##### RECORDS SUPPLIED
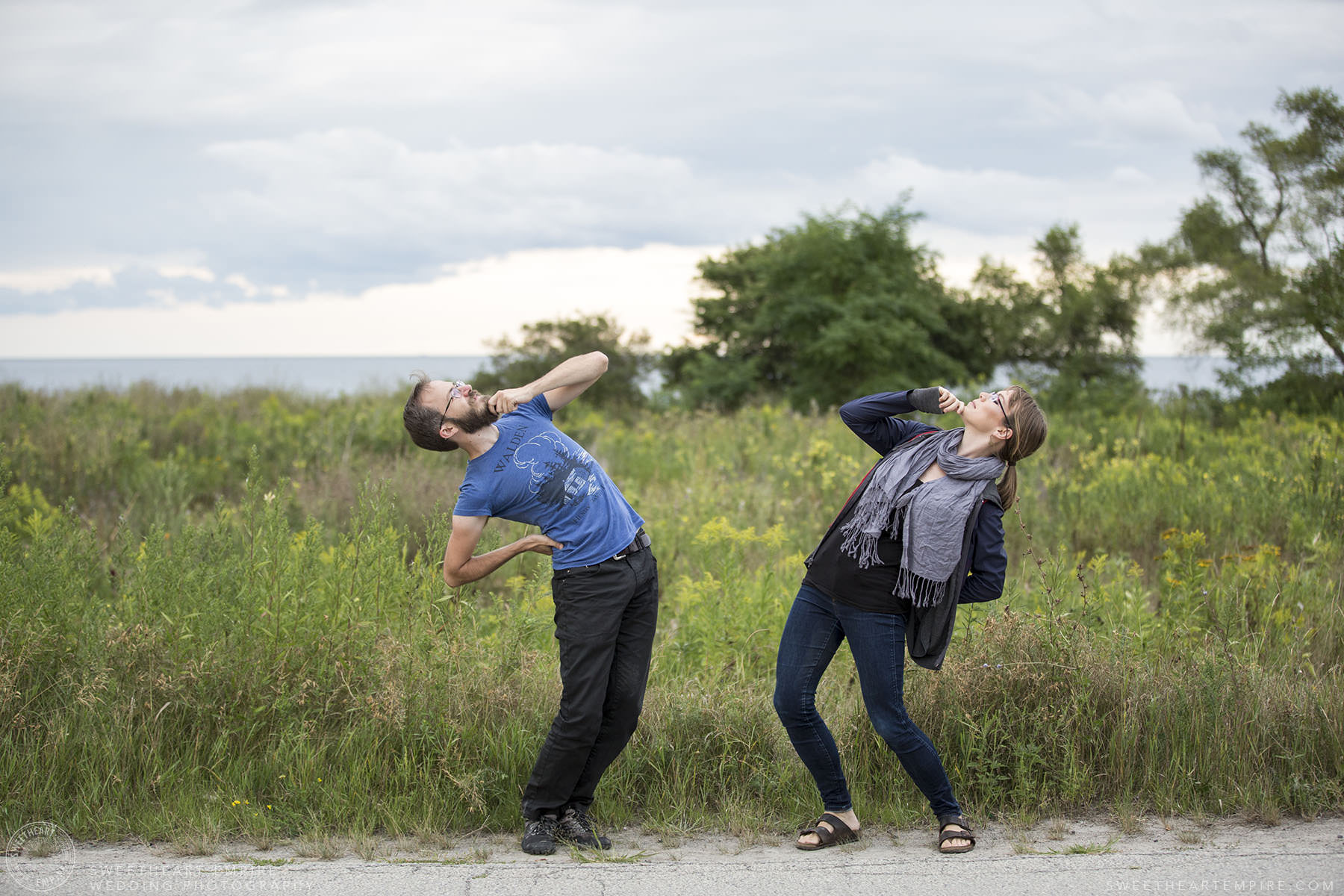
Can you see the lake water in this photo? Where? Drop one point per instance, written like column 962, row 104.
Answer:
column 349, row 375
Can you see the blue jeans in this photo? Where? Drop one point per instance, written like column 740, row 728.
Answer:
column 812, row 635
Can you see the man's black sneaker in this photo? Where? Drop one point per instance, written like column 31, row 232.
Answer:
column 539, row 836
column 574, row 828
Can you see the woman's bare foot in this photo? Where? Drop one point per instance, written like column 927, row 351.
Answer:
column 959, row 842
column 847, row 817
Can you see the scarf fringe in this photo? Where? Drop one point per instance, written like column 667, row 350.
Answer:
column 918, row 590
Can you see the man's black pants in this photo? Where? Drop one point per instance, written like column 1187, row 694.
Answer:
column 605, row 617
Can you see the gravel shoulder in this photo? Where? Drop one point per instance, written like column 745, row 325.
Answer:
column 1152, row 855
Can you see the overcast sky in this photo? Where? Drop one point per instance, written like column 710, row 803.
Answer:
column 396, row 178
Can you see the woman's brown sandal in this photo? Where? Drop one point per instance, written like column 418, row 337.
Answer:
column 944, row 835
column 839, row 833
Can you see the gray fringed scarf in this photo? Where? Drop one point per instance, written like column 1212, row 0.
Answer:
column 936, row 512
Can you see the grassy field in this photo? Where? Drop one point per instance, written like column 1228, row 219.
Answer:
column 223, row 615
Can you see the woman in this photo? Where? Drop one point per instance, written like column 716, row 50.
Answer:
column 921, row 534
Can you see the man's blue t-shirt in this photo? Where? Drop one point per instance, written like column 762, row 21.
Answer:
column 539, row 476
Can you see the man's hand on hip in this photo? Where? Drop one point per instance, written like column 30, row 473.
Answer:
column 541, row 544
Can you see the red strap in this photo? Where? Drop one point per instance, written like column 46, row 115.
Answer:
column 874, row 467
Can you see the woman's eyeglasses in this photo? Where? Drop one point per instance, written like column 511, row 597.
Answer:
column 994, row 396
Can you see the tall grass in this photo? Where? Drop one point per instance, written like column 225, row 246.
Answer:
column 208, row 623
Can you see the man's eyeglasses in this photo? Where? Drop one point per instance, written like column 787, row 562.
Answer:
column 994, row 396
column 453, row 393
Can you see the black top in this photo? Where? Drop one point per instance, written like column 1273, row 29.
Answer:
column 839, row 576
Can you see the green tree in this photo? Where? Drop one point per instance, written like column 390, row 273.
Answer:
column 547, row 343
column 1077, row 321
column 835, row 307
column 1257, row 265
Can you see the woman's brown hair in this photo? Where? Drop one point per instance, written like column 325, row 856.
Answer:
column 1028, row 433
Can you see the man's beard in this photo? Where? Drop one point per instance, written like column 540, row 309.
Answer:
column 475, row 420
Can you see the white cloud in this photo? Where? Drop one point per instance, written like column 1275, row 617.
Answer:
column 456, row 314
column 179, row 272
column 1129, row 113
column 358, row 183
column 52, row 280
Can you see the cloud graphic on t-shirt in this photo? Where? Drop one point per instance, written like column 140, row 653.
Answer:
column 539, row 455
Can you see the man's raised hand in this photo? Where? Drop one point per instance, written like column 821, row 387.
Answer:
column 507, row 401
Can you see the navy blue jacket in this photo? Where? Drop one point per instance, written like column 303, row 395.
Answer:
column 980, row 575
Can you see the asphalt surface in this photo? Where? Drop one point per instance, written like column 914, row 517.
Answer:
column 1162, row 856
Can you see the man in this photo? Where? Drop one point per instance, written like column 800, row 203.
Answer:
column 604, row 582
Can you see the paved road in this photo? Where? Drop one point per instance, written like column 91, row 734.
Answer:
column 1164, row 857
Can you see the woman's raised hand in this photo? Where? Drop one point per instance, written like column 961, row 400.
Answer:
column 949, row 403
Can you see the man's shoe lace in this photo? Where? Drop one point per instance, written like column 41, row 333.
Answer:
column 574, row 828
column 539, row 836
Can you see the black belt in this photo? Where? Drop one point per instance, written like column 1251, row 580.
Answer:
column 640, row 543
##########
# EXERCISE REQUIREMENTS:
If a record above contains a picture, leave the picture out and transcribe everything else exactly.

# RESPONSE FOR THIS EXERCISE:
Can you see the lake water in this photo? Where? Drop one point per instance, written like column 962, row 104.
Answer:
column 349, row 375
Can you see the blue jeans in this photo? Where? Drop one point per instance, written like column 740, row 728.
Answer:
column 812, row 635
Can you see the man's black sneaker in this photo? Where? Drop one point per instance, written like column 31, row 232.
Answer:
column 539, row 836
column 574, row 828
Can you see the woman's bare foot in this photo? Where? Drop one point per instance, written like column 927, row 351.
Answer:
column 959, row 842
column 847, row 817
Can you see the scarf fringe in this photo? Where? Drop one point per instance, written like column 667, row 350.
Answer:
column 918, row 590
Can you see the man's black pants in this photo? Where? Drop one point per instance, written like column 1187, row 694.
Answer:
column 605, row 617
Can you see the gravel shoulder in this photo? Where? Drop one point per instance, written like column 745, row 325.
Answer:
column 1152, row 855
Can you see the overcast sky in this photo? Where? Drop one point per instance, written like column 710, row 803.
Answer:
column 396, row 178
Can you see the woman's brown sandal in this photo? Where? Drop one point per instance, written like column 418, row 337.
Answer:
column 944, row 835
column 839, row 833
Can you see the gray fringed scarf in this photo? Where? Drop one point per instance, written like column 1212, row 0.
Answer:
column 936, row 512
Can you see the grassy field in this photo? Where? Drop one point per instance, written like column 1228, row 219.
Answer:
column 223, row 615
Can you see the woman in this photo? Where? Drop one point per instance, written like column 716, row 50.
Answer:
column 921, row 534
Can you see the man's blue t-shirt in this photo? Where? Drop one point per instance, written like column 762, row 21.
Answer:
column 539, row 476
Can you see the man's hand on hip in this photo? Where? Drop one point per instance, written like column 30, row 473.
Answer:
column 541, row 544
Can you see the red strap in this photo? Where? Drop one point per instance, written like column 46, row 115.
Answer:
column 874, row 467
Can you see the woman's eyeglasses in this photo? Where? Drop one point per instance, written like column 511, row 597.
Answer:
column 994, row 396
Can you see the tall grass in this photo? Where? Drop one point per instance, written like column 225, row 246.
Answer:
column 208, row 623
Can you see the man's eyeglasses in this photo? Where? Drop one point per instance, written like column 787, row 562.
Answer:
column 994, row 396
column 453, row 393
Can you see the black top in this photo? Where? Drop one point per instance, written like column 1273, row 29.
Answer:
column 839, row 576
Can you see the green tree in this photo? Where? Drop one point per instance, written like column 390, row 273.
Answer:
column 547, row 343
column 1077, row 321
column 835, row 307
column 1257, row 265
Can you see the woman's brown hair in this photo? Where? Drop one point per instance, written like column 325, row 856.
Answer:
column 1028, row 433
Can you see the man's beard in this photo? Where? Drop one point per instance, written like column 540, row 309.
Answer:
column 475, row 420
Can you see the white cloud in this photo? Where? Drop one point per instance, written like column 1275, row 617.
Answer:
column 456, row 314
column 179, row 272
column 1129, row 113
column 358, row 183
column 52, row 280
Can you see the cloud graphic on t-shirt in this photo? Where? Drop one point per instance, written like column 140, row 653.
Answer:
column 539, row 455
Can you see the man's raised hand in this photo? Where? Drop one point per instance, written like column 821, row 387.
Answer:
column 507, row 401
Can you see the navy blue jacket in this photo? Where? Drop one point per instance, written like column 303, row 395.
Answer:
column 980, row 575
Can you see the asphalt surface in this photo? Where? Drop one point per instance, written like column 914, row 517.
Answer:
column 1162, row 856
Can you see the man in this photo? Where? Drop one point per instance, written like column 800, row 203.
Answer:
column 604, row 582
Can you see the paved road in this photo? Where? Drop one point per instance, written like column 91, row 734.
Answer:
column 1164, row 857
Can you see the woman's raised hand in this photo? Where? Drop one point per instance, written like column 961, row 400.
Answer:
column 949, row 403
Can you see the man's shoe lace in this photo? Where? Drop one point per instance, written like column 41, row 333.
Answer:
column 574, row 828
column 539, row 836
Can you see the black belt in this photo? Where? Drop one point per instance, written like column 1251, row 580.
Answer:
column 640, row 543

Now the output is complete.